== Given instruction ==
All entries are to be quoted exactly; the images stay out of the copy.

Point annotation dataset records
=-=-=
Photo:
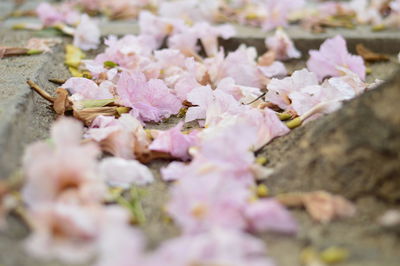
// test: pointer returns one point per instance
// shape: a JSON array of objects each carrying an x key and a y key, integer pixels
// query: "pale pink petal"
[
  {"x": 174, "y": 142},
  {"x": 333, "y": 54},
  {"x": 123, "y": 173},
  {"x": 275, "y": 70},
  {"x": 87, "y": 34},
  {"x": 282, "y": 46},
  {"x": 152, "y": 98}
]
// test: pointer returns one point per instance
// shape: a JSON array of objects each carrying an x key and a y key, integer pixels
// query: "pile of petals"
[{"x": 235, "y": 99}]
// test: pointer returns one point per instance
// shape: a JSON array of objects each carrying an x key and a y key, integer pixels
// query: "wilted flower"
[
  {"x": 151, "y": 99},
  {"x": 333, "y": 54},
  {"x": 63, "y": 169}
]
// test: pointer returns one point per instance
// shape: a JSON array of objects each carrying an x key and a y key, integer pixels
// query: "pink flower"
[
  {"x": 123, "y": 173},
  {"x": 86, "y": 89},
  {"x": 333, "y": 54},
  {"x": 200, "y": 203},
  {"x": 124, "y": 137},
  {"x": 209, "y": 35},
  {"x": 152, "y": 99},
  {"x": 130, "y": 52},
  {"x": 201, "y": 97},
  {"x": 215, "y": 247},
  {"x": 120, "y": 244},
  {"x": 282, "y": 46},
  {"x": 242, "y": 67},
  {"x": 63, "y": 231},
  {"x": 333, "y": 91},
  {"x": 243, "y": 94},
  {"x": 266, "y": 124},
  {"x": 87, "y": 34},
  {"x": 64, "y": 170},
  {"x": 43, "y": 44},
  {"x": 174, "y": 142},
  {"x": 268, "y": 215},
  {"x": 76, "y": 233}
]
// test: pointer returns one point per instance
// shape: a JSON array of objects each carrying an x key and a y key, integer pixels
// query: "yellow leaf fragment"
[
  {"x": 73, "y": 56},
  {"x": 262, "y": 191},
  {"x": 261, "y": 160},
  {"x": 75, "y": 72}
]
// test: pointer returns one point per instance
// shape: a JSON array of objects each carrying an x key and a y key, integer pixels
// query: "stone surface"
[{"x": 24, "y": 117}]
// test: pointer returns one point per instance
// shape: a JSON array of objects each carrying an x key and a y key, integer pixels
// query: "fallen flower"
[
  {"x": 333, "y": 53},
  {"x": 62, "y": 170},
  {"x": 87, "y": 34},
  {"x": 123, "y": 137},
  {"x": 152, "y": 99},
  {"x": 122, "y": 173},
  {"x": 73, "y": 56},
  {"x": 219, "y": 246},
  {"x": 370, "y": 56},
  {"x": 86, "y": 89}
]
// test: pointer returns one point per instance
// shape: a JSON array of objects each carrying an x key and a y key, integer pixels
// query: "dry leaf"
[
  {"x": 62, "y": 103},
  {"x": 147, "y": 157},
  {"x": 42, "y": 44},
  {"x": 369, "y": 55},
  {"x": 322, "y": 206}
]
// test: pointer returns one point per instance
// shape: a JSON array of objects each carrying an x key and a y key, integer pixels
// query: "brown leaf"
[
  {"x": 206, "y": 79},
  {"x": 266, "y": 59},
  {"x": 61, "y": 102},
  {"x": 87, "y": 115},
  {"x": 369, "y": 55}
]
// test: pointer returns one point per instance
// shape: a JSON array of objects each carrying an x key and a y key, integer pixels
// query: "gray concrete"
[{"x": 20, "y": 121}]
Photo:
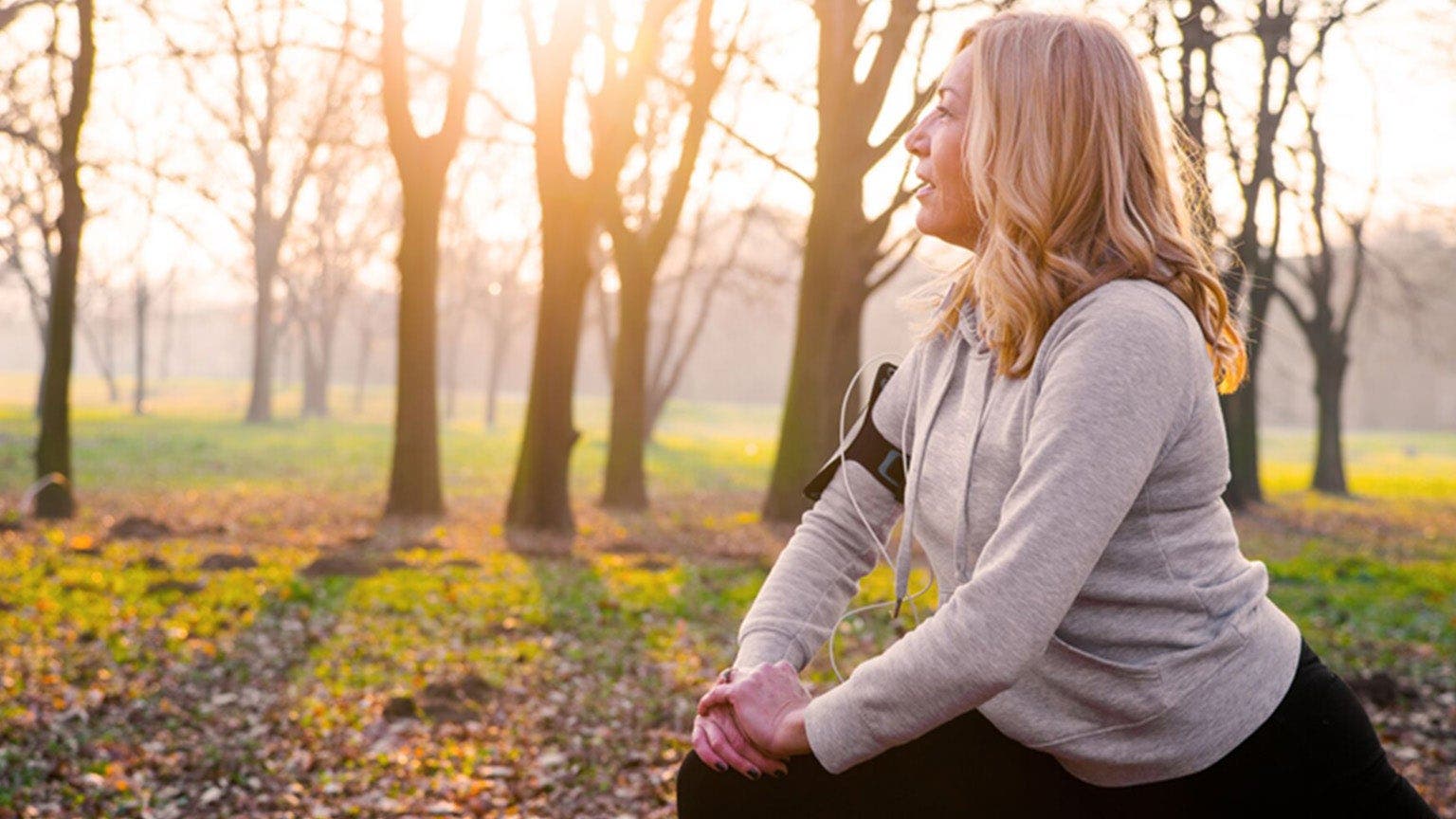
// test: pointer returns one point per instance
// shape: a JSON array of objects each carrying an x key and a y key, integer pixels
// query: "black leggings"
=-=-=
== Task solution ==
Photo:
// test: pointer returns one point per instance
// shape: a JSON array of objects each carrying an x key and a y key, integer pixels
// query: "pale pink petal"
[
  {"x": 174, "y": 142},
  {"x": 333, "y": 54},
  {"x": 123, "y": 173},
  {"x": 275, "y": 70},
  {"x": 87, "y": 34},
  {"x": 282, "y": 46},
  {"x": 152, "y": 98}
]
// test: pointer returns one point per instance
// shape: a JSON array of objects each carrying an x key and a y key, integer pixels
// query: "pile of petals"
[{"x": 235, "y": 99}]
// test: pointer returns one point per instance
// shape: a JSON array of objects each carrying an x key and a y key, integer pixels
// query: "wilted flower"
[
  {"x": 151, "y": 99},
  {"x": 333, "y": 54},
  {"x": 63, "y": 169}
]
// test: pointer returns one point per instance
// shape: a JSON array of objects each carrying an x key and a y key, integer pixels
// query: "pink flower"
[
  {"x": 123, "y": 173},
  {"x": 86, "y": 89},
  {"x": 333, "y": 54},
  {"x": 200, "y": 203},
  {"x": 124, "y": 137},
  {"x": 209, "y": 35},
  {"x": 152, "y": 99},
  {"x": 130, "y": 52},
  {"x": 201, "y": 97},
  {"x": 215, "y": 247},
  {"x": 120, "y": 244},
  {"x": 282, "y": 46},
  {"x": 242, "y": 67},
  {"x": 63, "y": 231},
  {"x": 333, "y": 91},
  {"x": 243, "y": 94},
  {"x": 266, "y": 124},
  {"x": 87, "y": 34},
  {"x": 64, "y": 170},
  {"x": 43, "y": 44},
  {"x": 174, "y": 142},
  {"x": 268, "y": 215},
  {"x": 76, "y": 233}
]
// test: pointer returns one point per instance
// shape: a JSON array of objects each carrying an x key and a y key, integer pixels
// query: "yellow leaf fragment"
[
  {"x": 73, "y": 56},
  {"x": 262, "y": 191},
  {"x": 261, "y": 160},
  {"x": 75, "y": 72}
]
// test: pointer returns one point per instance
// shape: a JSON array of objects each carrying an x key and a y key, integer pixels
// query: "stone surface"
[{"x": 24, "y": 117}]
// test: pointer returns one point per instance
// shape: a JSON array of objects each carrying an x key and a y key, integer pixels
// query: "fallen flower"
[
  {"x": 333, "y": 53},
  {"x": 62, "y": 170},
  {"x": 87, "y": 34},
  {"x": 123, "y": 137},
  {"x": 152, "y": 99},
  {"x": 122, "y": 173},
  {"x": 73, "y": 56},
  {"x": 219, "y": 246},
  {"x": 370, "y": 56},
  {"x": 86, "y": 89}
]
// test: pointer returns one point per instance
// shape: a JSON array of objects each carrying an x key and a y key, integer pixels
// query: "dry leaf"
[
  {"x": 62, "y": 103},
  {"x": 147, "y": 157},
  {"x": 42, "y": 44},
  {"x": 369, "y": 55},
  {"x": 322, "y": 206}
]
// test: pointer returns one point per instance
// shape: a JSON array of objects each carrying an x key and a y key, integer pixels
// query: "brown leaf"
[
  {"x": 206, "y": 79},
  {"x": 266, "y": 59},
  {"x": 61, "y": 102},
  {"x": 87, "y": 115},
  {"x": 369, "y": 55}
]
// test: pointer returns one point per instance
// shape: a JSON array of objects each carrying an x key and a y key, integer pixels
// query: "gray concrete"
[{"x": 20, "y": 121}]
Photo:
// test: pointer returns one point per instance
// shape: a JSON array of objects each carrying an x key and a y key, integer pixels
// query: "black leggings"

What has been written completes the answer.